__DIRECTION__. Count how many of the lines below contain the word "cloud". Reply with only the number.
━━━━━━━━━━━━━━━━━━━━
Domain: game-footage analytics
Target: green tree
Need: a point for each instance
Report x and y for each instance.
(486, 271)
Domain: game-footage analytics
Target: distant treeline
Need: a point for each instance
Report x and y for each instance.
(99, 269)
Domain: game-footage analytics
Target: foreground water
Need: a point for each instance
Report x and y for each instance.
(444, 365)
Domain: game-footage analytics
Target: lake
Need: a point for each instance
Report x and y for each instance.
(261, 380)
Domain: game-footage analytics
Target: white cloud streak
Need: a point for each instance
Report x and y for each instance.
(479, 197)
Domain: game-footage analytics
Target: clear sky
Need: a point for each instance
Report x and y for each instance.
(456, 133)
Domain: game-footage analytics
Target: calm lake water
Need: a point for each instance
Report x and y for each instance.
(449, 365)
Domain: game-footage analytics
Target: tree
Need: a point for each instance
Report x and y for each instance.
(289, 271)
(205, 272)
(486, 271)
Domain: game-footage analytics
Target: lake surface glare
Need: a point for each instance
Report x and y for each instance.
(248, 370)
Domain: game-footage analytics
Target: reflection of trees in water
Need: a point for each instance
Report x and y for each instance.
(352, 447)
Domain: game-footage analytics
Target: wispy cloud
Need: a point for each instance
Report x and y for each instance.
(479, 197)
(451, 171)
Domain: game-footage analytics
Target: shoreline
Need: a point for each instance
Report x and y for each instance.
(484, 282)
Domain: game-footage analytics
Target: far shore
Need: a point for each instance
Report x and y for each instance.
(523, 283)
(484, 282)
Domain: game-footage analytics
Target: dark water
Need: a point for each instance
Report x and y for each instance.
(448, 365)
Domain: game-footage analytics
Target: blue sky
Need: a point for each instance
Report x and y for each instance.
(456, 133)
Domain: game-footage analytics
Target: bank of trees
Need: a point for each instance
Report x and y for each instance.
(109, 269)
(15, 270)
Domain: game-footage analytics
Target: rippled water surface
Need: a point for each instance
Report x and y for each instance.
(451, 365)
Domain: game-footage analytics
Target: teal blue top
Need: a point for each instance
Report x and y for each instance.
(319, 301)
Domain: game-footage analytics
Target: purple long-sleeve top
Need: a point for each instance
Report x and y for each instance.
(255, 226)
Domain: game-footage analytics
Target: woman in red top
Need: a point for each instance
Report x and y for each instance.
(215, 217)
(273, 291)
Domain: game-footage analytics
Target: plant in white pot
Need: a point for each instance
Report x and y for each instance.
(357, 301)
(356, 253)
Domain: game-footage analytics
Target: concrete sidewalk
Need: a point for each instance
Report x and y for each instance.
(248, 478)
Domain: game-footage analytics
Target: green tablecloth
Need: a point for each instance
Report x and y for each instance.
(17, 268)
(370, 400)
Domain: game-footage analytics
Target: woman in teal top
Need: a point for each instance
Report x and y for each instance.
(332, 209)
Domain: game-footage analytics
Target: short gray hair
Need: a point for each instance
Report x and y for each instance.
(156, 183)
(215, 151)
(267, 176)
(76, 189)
━━━━━━━━━━━━━━━━━━━━
__OUTPUT BELOW__. 2